— Begin Text provided —
By Ivan Butenko
Deficit of the Ukrainian budget
On 3 December, the Ukrainian Parlament approved the Budget for 2026[1]. With an approximately 2.4 trillion UAH deficit, sources for covering an amount of around 19 billion USD are still to be found [2]. To address this issue European Commission came up with 2 solutions:
Plan A
EU borrowing, guaranteed by the ‘headroom’ in the EU budget [3]. The obvious problem and the main one, which initially caused denial by a number of member countries, is that states would accumulate more debt. Albeit later this plan was adopted and EU will provide 90 billion EUR as interest-free loan to Ukraine [4].
Plan B
Reparation Loan, that would be financed with cash taken from Russian frozen assets in the EU jurisdiction. The main part of that money is supposed to come from Euroclean, an organization that acts as the Central Securities Deposit (CSD). The function of those organizations is to transfer titles of ownership between parties as payments between them (inside CSD) are confirmed, and settle external transactions.
To protect Euroclear from legal disputes, the EU proposed to indefinitely freeze assets [5]. Thus, leaving legal owners’ rights over the active, but gaining freedom in cash operating. By doing so, Euroclean would provide credit to Ukraine without disruption to the financial system. Eventually, if Russia paid reparations, they would go directly to cover the debt. Belgium was a main opponent to this plan, as the risks associated with the plan falls primeraly on the states jurisdiction.
USA involvement
An interesting phenomenon that could be found in this case is the US’s interest in Russian frozen assets in general and Euroclear’s money in particular. It could be seen by the pressure that they apply to allies, pushing them towards rejection of the Reparation Loan plan, which would otherwise put in jeopardy the future use of the assets by the USA [6].
— End Text provided —
— Begin Source material —
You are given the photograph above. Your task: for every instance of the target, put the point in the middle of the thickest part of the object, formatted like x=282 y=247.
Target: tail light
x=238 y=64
— End Source material —
### Written request
Can you print the part of the Ukrainian budget deficit text above that runs from "To protect Euroclear" up to and including "the states jurisdiction.", word for word?

### Exercise result
To protect Euroclear from legal disputes, the EU proposed to indefinitely freeze assets [5]. Thus, leaving legal owners’ rights over the active, but gaining freedom in cash operating. By doing so, Euroclean would provide credit to Ukraine without disruption to the financial system. Eventually, if Russia paid reparations, they would go directly to cover the debt. Belgium was a main opponent to this plan, as the risks associated with the plan falls primeraly on the states jurisdiction.